The listing below contains a span that opens with the line containing "point(279, 262)" and closes with the line containing "point(160, 244)". Return that span exactly.
------------------------------------------------
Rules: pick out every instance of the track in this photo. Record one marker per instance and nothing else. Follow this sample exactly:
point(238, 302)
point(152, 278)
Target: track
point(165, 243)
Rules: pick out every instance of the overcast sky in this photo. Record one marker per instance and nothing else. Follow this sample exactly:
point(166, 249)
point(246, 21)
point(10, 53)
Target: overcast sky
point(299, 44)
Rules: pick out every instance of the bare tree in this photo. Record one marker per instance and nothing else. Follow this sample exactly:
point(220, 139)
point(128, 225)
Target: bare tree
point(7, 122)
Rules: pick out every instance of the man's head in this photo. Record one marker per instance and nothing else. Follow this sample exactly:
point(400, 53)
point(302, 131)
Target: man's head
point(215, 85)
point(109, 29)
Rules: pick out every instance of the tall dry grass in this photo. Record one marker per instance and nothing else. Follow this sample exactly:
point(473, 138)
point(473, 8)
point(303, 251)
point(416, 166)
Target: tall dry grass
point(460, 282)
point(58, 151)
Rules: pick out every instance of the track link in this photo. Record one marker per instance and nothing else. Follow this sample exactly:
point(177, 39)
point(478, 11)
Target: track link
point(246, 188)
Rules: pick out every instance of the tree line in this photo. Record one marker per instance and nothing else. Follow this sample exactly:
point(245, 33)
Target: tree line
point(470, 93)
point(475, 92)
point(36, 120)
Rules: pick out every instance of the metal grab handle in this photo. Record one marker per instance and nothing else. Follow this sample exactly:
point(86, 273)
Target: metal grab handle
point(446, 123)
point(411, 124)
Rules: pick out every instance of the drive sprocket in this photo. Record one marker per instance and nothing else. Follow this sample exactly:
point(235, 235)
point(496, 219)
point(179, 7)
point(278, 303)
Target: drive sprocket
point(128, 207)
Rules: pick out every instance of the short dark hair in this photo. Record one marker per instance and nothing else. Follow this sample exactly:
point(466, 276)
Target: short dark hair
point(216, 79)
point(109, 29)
------------------------------------------------
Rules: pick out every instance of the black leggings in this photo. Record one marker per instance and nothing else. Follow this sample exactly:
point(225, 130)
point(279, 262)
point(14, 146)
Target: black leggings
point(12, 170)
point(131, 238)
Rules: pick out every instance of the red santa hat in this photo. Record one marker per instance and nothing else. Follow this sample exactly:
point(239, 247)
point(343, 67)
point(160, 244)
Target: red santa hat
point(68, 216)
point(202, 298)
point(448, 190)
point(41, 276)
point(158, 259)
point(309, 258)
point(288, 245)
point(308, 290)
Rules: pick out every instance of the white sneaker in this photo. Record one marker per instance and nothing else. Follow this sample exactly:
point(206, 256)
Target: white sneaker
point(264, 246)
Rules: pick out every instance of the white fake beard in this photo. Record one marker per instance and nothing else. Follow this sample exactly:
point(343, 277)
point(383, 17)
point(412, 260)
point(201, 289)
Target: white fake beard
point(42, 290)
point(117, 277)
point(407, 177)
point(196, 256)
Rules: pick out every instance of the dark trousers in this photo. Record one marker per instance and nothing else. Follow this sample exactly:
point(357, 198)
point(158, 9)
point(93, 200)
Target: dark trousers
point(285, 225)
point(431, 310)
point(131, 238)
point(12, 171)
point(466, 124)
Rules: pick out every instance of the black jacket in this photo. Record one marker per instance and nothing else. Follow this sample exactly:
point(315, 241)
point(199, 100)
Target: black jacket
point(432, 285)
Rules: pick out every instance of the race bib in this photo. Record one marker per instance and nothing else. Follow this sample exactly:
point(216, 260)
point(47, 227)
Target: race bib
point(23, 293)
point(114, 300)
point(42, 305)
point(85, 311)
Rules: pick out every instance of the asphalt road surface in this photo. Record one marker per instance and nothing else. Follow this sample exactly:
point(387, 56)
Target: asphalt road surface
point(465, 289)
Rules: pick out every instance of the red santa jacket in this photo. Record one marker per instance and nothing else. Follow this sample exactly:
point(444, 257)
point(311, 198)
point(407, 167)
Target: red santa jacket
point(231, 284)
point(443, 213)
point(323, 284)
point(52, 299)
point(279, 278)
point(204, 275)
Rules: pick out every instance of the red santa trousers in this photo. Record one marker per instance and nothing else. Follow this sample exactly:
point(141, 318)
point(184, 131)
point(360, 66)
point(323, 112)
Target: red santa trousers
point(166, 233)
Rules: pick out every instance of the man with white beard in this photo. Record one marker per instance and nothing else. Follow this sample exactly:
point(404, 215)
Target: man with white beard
------------------------------------------------
WORKED SOLUTION:
point(279, 262)
point(14, 146)
Target: black leggings
point(12, 170)
point(131, 238)
Rules: pick out every instance of the red santa hat in this photo. Record one marker per instance and nothing else. Follow this sample exactly:
point(239, 247)
point(343, 67)
point(160, 244)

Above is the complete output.